>> Begin Given records

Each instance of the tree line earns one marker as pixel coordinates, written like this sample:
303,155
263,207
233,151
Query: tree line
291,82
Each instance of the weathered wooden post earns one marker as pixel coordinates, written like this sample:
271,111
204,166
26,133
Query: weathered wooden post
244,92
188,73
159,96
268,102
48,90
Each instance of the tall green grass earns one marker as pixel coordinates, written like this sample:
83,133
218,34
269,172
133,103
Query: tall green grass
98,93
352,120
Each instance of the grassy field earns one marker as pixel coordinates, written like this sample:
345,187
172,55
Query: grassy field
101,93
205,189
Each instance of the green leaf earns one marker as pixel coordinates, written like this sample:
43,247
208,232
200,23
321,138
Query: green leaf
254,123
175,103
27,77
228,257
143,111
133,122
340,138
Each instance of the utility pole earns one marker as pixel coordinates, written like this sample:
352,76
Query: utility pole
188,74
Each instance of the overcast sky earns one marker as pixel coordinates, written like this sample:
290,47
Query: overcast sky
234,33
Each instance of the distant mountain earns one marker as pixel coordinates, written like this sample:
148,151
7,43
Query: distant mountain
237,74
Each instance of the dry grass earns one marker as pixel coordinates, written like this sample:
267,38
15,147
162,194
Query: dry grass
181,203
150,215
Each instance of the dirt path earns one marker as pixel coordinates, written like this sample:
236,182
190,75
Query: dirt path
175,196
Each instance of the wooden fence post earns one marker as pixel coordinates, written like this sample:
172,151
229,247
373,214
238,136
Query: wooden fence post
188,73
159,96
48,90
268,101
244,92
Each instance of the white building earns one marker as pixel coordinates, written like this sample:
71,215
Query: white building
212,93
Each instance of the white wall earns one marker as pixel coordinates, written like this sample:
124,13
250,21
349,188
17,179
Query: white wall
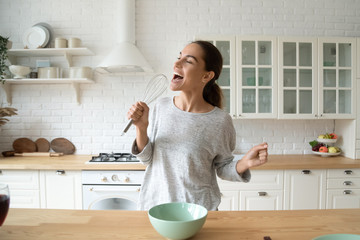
163,27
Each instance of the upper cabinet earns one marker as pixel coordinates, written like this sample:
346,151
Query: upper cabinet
288,77
337,78
298,72
256,77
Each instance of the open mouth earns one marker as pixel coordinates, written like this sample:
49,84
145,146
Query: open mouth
177,77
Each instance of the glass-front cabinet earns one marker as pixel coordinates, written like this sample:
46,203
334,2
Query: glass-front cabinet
337,78
298,85
256,77
226,81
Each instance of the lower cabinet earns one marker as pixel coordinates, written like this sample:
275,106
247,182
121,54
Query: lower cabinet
263,192
43,188
23,187
61,189
305,189
343,188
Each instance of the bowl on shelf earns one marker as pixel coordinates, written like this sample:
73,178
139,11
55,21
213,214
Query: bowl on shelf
178,220
19,71
323,154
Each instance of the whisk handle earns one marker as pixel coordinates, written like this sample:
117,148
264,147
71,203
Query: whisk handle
127,127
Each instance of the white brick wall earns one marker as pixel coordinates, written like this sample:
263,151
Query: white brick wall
163,27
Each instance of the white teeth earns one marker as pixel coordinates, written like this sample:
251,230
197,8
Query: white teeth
178,74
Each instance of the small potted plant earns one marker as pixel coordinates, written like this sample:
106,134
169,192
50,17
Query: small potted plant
5,44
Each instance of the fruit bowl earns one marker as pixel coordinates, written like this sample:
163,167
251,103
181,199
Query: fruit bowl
324,140
326,154
19,71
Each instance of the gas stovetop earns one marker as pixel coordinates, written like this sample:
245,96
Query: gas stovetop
114,158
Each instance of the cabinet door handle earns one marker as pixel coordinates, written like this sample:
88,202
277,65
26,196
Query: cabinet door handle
347,183
347,192
60,172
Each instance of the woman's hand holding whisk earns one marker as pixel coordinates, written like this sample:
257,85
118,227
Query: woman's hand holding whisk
139,113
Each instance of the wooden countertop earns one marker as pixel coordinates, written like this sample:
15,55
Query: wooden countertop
98,224
78,162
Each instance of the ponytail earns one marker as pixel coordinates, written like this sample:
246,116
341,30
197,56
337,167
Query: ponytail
213,62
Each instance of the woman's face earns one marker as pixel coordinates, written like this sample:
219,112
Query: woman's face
189,70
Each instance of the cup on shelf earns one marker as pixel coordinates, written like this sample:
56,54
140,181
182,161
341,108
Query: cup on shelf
60,43
74,42
80,72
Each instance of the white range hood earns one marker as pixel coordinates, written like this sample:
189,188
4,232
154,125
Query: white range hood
125,56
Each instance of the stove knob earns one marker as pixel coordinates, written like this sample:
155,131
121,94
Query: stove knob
115,178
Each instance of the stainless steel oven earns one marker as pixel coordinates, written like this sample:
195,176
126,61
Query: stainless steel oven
111,189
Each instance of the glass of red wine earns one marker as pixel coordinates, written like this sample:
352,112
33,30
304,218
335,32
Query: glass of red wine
4,202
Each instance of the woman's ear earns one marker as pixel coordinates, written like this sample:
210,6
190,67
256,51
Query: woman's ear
208,76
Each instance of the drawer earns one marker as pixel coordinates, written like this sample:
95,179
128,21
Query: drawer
343,183
344,173
20,179
260,179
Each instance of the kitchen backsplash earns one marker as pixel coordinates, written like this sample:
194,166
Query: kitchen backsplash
162,29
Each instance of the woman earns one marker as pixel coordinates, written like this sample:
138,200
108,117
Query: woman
191,138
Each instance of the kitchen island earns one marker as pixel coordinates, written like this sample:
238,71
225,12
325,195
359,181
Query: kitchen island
89,224
78,162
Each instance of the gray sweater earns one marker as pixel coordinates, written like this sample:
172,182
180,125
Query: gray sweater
184,153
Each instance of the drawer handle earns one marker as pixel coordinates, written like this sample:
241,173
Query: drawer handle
347,192
60,172
347,183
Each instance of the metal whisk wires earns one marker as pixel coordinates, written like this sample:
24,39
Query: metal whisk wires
155,87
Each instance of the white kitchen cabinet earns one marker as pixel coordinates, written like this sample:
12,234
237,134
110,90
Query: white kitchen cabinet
298,78
67,53
61,189
23,187
263,192
229,201
337,88
226,81
304,189
256,95
343,188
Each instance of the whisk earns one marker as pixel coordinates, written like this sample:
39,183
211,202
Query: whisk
155,87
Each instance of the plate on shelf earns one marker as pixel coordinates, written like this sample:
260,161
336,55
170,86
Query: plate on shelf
51,32
325,140
36,37
326,154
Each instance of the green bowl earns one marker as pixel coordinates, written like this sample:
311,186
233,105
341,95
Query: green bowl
177,220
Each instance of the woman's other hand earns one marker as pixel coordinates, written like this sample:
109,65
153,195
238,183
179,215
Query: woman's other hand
256,156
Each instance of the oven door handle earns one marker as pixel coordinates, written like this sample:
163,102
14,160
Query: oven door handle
115,189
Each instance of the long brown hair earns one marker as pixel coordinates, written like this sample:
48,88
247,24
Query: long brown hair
213,62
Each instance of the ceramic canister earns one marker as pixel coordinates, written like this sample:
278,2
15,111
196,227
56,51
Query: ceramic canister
74,42
60,43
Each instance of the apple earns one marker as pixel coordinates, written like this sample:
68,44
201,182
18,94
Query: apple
322,136
333,136
332,150
323,149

>> End Given records

▸ Written task
Render every line of the listing above as a Markdown table with the columns "No." and "Entry," numbering the rows in order and omitting blank lines. Exclude the pictures from the answer.

▸ Answer
| No. | Entry |
|---|---|
| 1 | Each instance of the tree line earns one marker as pixel coordinates, written like this sample: |
| 2 | 303,155 |
| 3 | 263,207 |
| 4 | 233,151 |
| 5 | Query: tree line |
| 6 | 291,82 |
| 7 | Each instance of the weathered wooden post earns one marker as pixel coordinates, written like this sample: |
| 8 | 271,111 |
| 9 | 204,166 |
| 10 | 26,133 |
| 11 | Query: weathered wooden post |
| 12 | 244,92 |
| 13 | 188,73 |
| 14 | 159,96 |
| 15 | 268,102 |
| 16 | 48,90 |
| 17 | Each instance of the tall green grass earns one marker as pixel coordinates, written like this sample: |
| 18 | 83,133 |
| 19 | 218,34 |
| 20 | 269,172 |
| 21 | 133,103 |
| 22 | Query: tall green grass |
| 23 | 98,93 |
| 24 | 352,120 |
| 25 | Each instance of the grassy field earns one marker as pixel coordinates, written like this sample: |
| 26 | 345,187 |
| 27 | 172,55 |
| 28 | Query: grassy field |
| 29 | 101,93 |
| 30 | 205,189 |
| 31 | Each instance of the green leaf earns one marker as pixel coordinates, written like this sample: |
| 32 | 43,247 |
| 33 | 208,232 |
| 34 | 200,23 |
| 35 | 321,138 |
| 36 | Query: green leaf |
| 37 | 254,123 |
| 38 | 175,103 |
| 39 | 27,77 |
| 40 | 228,257 |
| 41 | 143,111 |
| 42 | 133,122 |
| 43 | 340,138 |
| 44 | Each instance of the utility pole earns one marker as pixel coordinates, written like this sample: |
| 45 | 352,76 |
| 46 | Query: utility pole |
| 47 | 188,74 |
| 48 | Each instance of the overcast sky earns one marker as pixel coordinates, written like this sample: |
| 49 | 290,47 |
| 50 | Query: overcast sky |
| 51 | 234,33 |
| 52 | Each instance of the distant mountain earns one marker as pixel coordinates, written like this sample: |
| 53 | 148,151 |
| 54 | 7,43 |
| 55 | Query: distant mountain |
| 56 | 237,74 |
| 57 | Each instance of the dry grass earns one marker as pixel coordinates, written like this sample: |
| 58 | 267,38 |
| 59 | 15,147 |
| 60 | 162,194 |
| 61 | Query: dry grass |
| 62 | 181,203 |
| 63 | 150,215 |
| 64 | Each instance of the dirt path earns one marker as pixel coordinates, written like this sample: |
| 65 | 236,182 |
| 66 | 190,75 |
| 67 | Query: dirt path |
| 68 | 175,196 |
| 69 | Each instance of the wooden fence post earns one marker as pixel coordinates, written like this sample: |
| 70 | 172,151 |
| 71 | 229,247 |
| 72 | 373,214 |
| 73 | 238,136 |
| 74 | Query: wooden fence post |
| 75 | 188,73 |
| 76 | 159,96 |
| 77 | 48,90 |
| 78 | 268,101 |
| 79 | 244,92 |
| 80 | Each instance of the white building earns one marker as pixel coordinates, written like this sample: |
| 81 | 71,215 |
| 82 | Query: white building |
| 83 | 212,93 |
| 84 | Each instance of the white wall earns one marker as pixel coordinates, written like this sample: |
| 85 | 124,13 |
| 86 | 250,21 |
| 87 | 349,188 |
| 88 | 17,179 |
| 89 | Query: white wall |
| 90 | 163,27 |
| 91 | Each instance of the upper cabinet earns one marker as pixel coordinates, written like this sample: |
| 92 | 346,151 |
| 93 | Query: upper cabinet |
| 94 | 288,77 |
| 95 | 337,78 |
| 96 | 298,72 |
| 97 | 256,77 |
| 98 | Each instance of the open mouth earns one marker as pixel coordinates, written like this sample: |
| 99 | 49,84 |
| 100 | 145,146 |
| 101 | Query: open mouth |
| 102 | 177,77 |
| 103 | Each instance of the glass-front cabinet earns one marker as pixel coordinates, written like this sample: |
| 104 | 46,203 |
| 105 | 334,2 |
| 106 | Query: glass-front cabinet |
| 107 | 337,78 |
| 108 | 298,85 |
| 109 | 256,77 |
| 110 | 226,81 |
| 111 | Each instance of the lower cabinet earns one marker as pixel coordinates, written like this sample: |
| 112 | 275,106 |
| 113 | 247,182 |
| 114 | 121,54 |
| 115 | Query: lower cabinet |
| 116 | 263,192 |
| 117 | 43,188 |
| 118 | 23,187 |
| 119 | 61,189 |
| 120 | 305,189 |
| 121 | 343,188 |
| 122 | Each instance of the bowl on shelf earns one marker as pixel coordinates, written like this sample: |
| 123 | 73,178 |
| 124 | 139,11 |
| 125 | 55,21 |
| 126 | 213,214 |
| 127 | Query: bowl on shelf |
| 128 | 178,220 |
| 129 | 19,71 |
| 130 | 323,154 |
| 131 | Each instance of the whisk handle earns one marker as pixel coordinates, written like this sample: |
| 132 | 117,148 |
| 133 | 264,147 |
| 134 | 71,203 |
| 135 | Query: whisk handle |
| 136 | 127,127 |
| 137 | Each instance of the white brick wall earns one marker as pixel coordinates, written like this sample: |
| 138 | 263,151 |
| 139 | Query: white brick wall |
| 140 | 163,27 |
| 141 | Each instance of the white teeth earns one marker as pixel coordinates, written like this sample: |
| 142 | 251,230 |
| 143 | 197,8 |
| 144 | Query: white teeth |
| 145 | 178,74 |
| 146 | Each instance of the small potted plant earns one marker as pixel coordinates, written like this sample: |
| 147 | 106,134 |
| 148 | 169,192 |
| 149 | 50,17 |
| 150 | Query: small potted plant |
| 151 | 5,44 |
| 152 | Each instance of the fruit bowl earns one marker as pixel coordinates, written like this sample: |
| 153 | 163,167 |
| 154 | 251,103 |
| 155 | 181,199 |
| 156 | Query: fruit bowl |
| 157 | 324,140 |
| 158 | 326,154 |
| 159 | 19,71 |
| 160 | Each instance of the gas stovetop earns one marker as pixel coordinates, written like this sample: |
| 161 | 245,96 |
| 162 | Query: gas stovetop |
| 163 | 114,158 |
| 164 | Each instance of the cabinet door handle earns one marker as pixel coordinates, written like this sample: |
| 165 | 88,202 |
| 166 | 277,65 |
| 167 | 26,196 |
| 168 | Query: cabinet door handle |
| 169 | 347,183 |
| 170 | 347,192 |
| 171 | 60,172 |
| 172 | Each instance of the woman's hand holding whisk earns one marker as pixel coordinates, written like this sample: |
| 173 | 257,85 |
| 174 | 118,227 |
| 175 | Query: woman's hand holding whisk |
| 176 | 139,113 |
| 177 | Each instance of the wooden countertop earns one marker as pixel coordinates, written like this sample: |
| 178 | 15,55 |
| 179 | Query: wooden countertop |
| 180 | 98,224 |
| 181 | 78,162 |
| 182 | Each instance of the ponytail earns one marker as pixel coordinates, written like this sample: |
| 183 | 246,116 |
| 184 | 341,30 |
| 185 | 197,56 |
| 186 | 337,167 |
| 187 | Query: ponytail |
| 188 | 213,62 |
| 189 | Each instance of the woman's face earns one marker as pixel coordinates, written like this sample: |
| 190 | 219,112 |
| 191 | Query: woman's face |
| 192 | 189,70 |
| 193 | Each instance of the cup on shelf earns one marker as pixel coordinates, written like this sample: |
| 194 | 56,54 |
| 195 | 140,181 |
| 196 | 182,161 |
| 197 | 341,108 |
| 198 | Query: cup on shelf |
| 199 | 60,43 |
| 200 | 74,42 |
| 201 | 80,72 |
| 202 | Each instance of the white range hood earns one marker as pixel coordinates, written like this sample: |
| 203 | 189,188 |
| 204 | 4,232 |
| 205 | 154,125 |
| 206 | Query: white range hood |
| 207 | 125,56 |
| 208 | Each instance of the stove knob earns one marker as pixel coordinates, written like this sample: |
| 209 | 155,131 |
| 210 | 121,94 |
| 211 | Query: stove knob |
| 212 | 115,178 |
| 213 | Each instance of the stainless steel oven earns one marker as pixel coordinates, written like this sample: |
| 214 | 195,176 |
| 215 | 126,61 |
| 216 | Query: stainless steel oven |
| 217 | 111,189 |
| 218 | Each instance of the glass of red wine earns one marker as pixel coordinates, written like this sample: |
| 219 | 352,112 |
| 220 | 33,30 |
| 221 | 304,218 |
| 222 | 335,32 |
| 223 | Query: glass of red wine |
| 224 | 4,202 |
| 225 | Each instance of the woman's ear earns one marker as pixel coordinates, written like this sample: |
| 226 | 210,6 |
| 227 | 190,67 |
| 228 | 256,51 |
| 229 | Query: woman's ear |
| 230 | 208,76 |
| 231 | Each instance of the drawer earns one marker as pixel coordinates, written like this sample: |
| 232 | 95,179 |
| 233 | 128,21 |
| 234 | Query: drawer |
| 235 | 343,183 |
| 236 | 344,173 |
| 237 | 20,179 |
| 238 | 260,179 |
| 239 | Each instance of the kitchen backsplash earns one marker as pixel coordinates, written like this sample: |
| 240 | 194,166 |
| 241 | Query: kitchen backsplash |
| 242 | 162,29 |
| 243 | Each instance of the woman earns one marker as pixel coordinates, written like this sample: |
| 244 | 138,200 |
| 245 | 108,117 |
| 246 | Query: woman |
| 247 | 191,138 |
| 248 | Each instance of the kitchen island earns one marker as pixel coordinates, written like this sample: |
| 249 | 238,71 |
| 250 | 225,12 |
| 251 | 325,195 |
| 252 | 359,181 |
| 253 | Query: kitchen island |
| 254 | 89,224 |
| 255 | 78,162 |
| 256 | Each instance of the gray sweater earns one marker as pixel coordinates, written like this sample: |
| 257 | 172,182 |
| 258 | 180,125 |
| 259 | Query: gray sweater |
| 260 | 184,153 |
| 261 | Each instance of the drawer handle earns one marker as pixel coordinates, written like this sample: |
| 262 | 241,173 |
| 263 | Query: drawer handle |
| 264 | 347,192 |
| 265 | 60,172 |
| 266 | 347,183 |
| 267 | Each instance of the metal whisk wires earns one marker as pixel coordinates, written like this sample: |
| 268 | 24,39 |
| 269 | Query: metal whisk wires |
| 270 | 155,87 |
| 271 | Each instance of the white kitchen cabinet earns one marker as pixel coordinates, written like this sample: |
| 272 | 12,234 |
| 273 | 237,134 |
| 274 | 110,90 |
| 275 | Query: white kitchen cabinet |
| 276 | 298,78 |
| 277 | 67,53 |
| 278 | 61,189 |
| 279 | 23,187 |
| 280 | 263,192 |
| 281 | 229,201 |
| 282 | 337,88 |
| 283 | 226,81 |
| 284 | 304,189 |
| 285 | 256,95 |
| 286 | 343,188 |
| 287 | Each instance of the whisk earns one marker as pixel coordinates, written like this sample: |
| 288 | 39,183 |
| 289 | 211,202 |
| 290 | Query: whisk |
| 291 | 155,87 |
| 292 | Each instance of the plate on shelf earns one marker as pixel coordinates, written like this sample: |
| 293 | 260,161 |
| 294 | 336,55 |
| 295 | 170,86 |
| 296 | Query: plate on shelf |
| 297 | 51,32 |
| 298 | 325,140 |
| 299 | 36,37 |
| 300 | 326,154 |
| 301 | Each instance of the green bowl earns one marker as pixel coordinates, written like this sample: |
| 302 | 311,186 |
| 303 | 233,105 |
| 304 | 341,95 |
| 305 | Query: green bowl |
| 306 | 177,220 |
| 307 | Each instance of the woman's other hand earns one marker as pixel coordinates, written like this sample: |
| 308 | 109,65 |
| 309 | 153,195 |
| 310 | 238,183 |
| 311 | 179,215 |
| 312 | Query: woman's other hand |
| 313 | 256,156 |
| 314 | Each instance of the oven door handle earns one marker as pixel coordinates, written like this sample: |
| 315 | 163,102 |
| 316 | 14,160 |
| 317 | Query: oven door handle |
| 318 | 115,189 |
| 319 | Each instance of the long brown hair earns one marker as pixel coordinates, written like this sample: |
| 320 | 48,88 |
| 321 | 247,24 |
| 322 | Query: long brown hair |
| 323 | 213,62 |
| 324 | Each instance of the ceramic canister earns one marker as pixel coordinates, written like this sample: |
| 325 | 278,2 |
| 326 | 15,111 |
| 327 | 196,227 |
| 328 | 56,51 |
| 329 | Query: ceramic canister |
| 330 | 74,42 |
| 331 | 60,43 |
| 332 | Each instance of the apple earns one marker as pixel coordinates, written like this sample: |
| 333 | 68,44 |
| 334 | 201,182 |
| 335 | 18,94 |
| 336 | Query: apple |
| 337 | 322,136 |
| 338 | 333,136 |
| 339 | 332,150 |
| 340 | 323,149 |